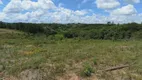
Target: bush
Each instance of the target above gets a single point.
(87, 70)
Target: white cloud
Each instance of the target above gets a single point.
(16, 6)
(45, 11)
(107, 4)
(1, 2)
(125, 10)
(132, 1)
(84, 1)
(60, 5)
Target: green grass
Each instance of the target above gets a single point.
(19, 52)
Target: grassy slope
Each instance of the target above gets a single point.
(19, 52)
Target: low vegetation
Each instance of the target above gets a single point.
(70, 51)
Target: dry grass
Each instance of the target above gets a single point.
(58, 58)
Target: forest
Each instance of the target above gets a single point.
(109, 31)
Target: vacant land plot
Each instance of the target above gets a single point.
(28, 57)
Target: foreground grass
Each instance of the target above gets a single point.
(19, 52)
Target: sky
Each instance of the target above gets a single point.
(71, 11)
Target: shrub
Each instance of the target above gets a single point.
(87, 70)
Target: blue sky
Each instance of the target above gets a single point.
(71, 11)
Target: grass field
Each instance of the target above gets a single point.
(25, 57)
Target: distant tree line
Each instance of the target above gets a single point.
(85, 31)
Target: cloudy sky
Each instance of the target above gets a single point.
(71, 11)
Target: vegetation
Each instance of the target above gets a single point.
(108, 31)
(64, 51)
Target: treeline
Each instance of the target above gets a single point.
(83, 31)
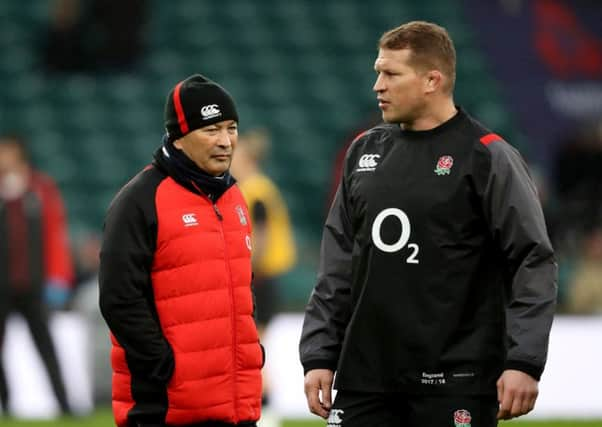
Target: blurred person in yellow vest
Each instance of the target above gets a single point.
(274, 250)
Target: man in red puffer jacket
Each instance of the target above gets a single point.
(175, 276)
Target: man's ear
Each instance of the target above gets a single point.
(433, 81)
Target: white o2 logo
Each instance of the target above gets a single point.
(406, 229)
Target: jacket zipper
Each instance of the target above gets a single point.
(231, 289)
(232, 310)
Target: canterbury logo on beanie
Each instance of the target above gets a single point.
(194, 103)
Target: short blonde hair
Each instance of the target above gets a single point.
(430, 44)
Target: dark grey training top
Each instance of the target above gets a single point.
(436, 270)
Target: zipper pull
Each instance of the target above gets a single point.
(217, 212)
◆ ◆ ◆ ◆ ◆ ◆ ◆
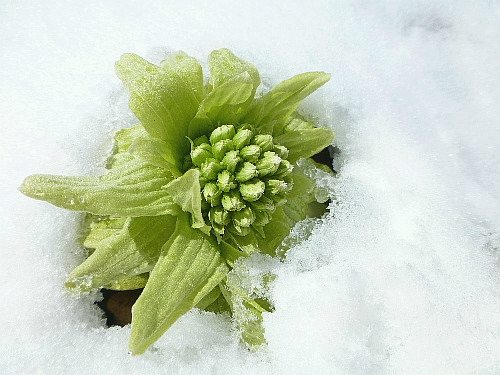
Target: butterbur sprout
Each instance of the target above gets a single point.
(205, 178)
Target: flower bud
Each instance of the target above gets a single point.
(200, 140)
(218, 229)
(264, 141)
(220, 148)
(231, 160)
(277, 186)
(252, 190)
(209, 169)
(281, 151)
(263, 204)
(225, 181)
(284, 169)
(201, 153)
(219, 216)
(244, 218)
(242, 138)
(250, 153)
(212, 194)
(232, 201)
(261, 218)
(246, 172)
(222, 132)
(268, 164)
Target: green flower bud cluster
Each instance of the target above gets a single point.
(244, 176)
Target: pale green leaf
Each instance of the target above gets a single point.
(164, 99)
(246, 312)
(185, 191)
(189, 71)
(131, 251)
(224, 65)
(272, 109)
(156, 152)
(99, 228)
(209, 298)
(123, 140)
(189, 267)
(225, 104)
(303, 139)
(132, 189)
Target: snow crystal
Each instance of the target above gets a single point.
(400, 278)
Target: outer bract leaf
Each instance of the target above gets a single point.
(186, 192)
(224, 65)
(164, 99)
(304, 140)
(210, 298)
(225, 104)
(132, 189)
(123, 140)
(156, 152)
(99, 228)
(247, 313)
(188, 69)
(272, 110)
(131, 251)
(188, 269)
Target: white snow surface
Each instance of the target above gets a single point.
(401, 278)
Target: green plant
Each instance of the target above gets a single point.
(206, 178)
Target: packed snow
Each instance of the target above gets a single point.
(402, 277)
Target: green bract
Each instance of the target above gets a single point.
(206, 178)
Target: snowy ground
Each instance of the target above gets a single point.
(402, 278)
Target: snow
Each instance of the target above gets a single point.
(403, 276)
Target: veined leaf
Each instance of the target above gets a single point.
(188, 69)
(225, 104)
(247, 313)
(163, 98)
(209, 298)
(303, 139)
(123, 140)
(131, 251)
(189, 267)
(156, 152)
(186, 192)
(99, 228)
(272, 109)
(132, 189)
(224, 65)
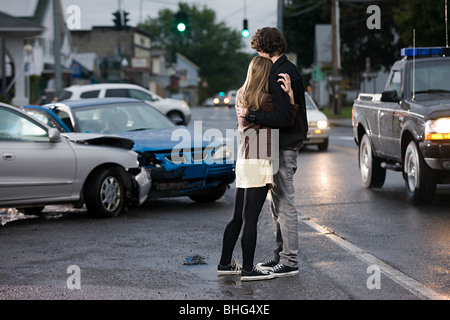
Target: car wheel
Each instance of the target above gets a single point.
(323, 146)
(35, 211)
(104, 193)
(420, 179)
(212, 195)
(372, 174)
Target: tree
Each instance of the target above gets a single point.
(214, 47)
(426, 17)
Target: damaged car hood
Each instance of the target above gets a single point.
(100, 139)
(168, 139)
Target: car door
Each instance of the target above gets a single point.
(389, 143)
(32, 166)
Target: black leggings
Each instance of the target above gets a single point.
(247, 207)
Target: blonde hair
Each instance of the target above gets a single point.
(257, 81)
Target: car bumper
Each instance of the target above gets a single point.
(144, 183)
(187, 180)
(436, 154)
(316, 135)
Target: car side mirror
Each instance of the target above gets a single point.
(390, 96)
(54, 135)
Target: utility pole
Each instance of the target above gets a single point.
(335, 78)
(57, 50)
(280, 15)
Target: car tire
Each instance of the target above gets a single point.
◆ ◆ ◆ ◆ ◆ ◆ ◆
__Your goal__
Show each line from the rows above that contains the word "hair", copying every such line in full.

__Answer to this exercise__
Target: short blonde hair
Target: blonde hair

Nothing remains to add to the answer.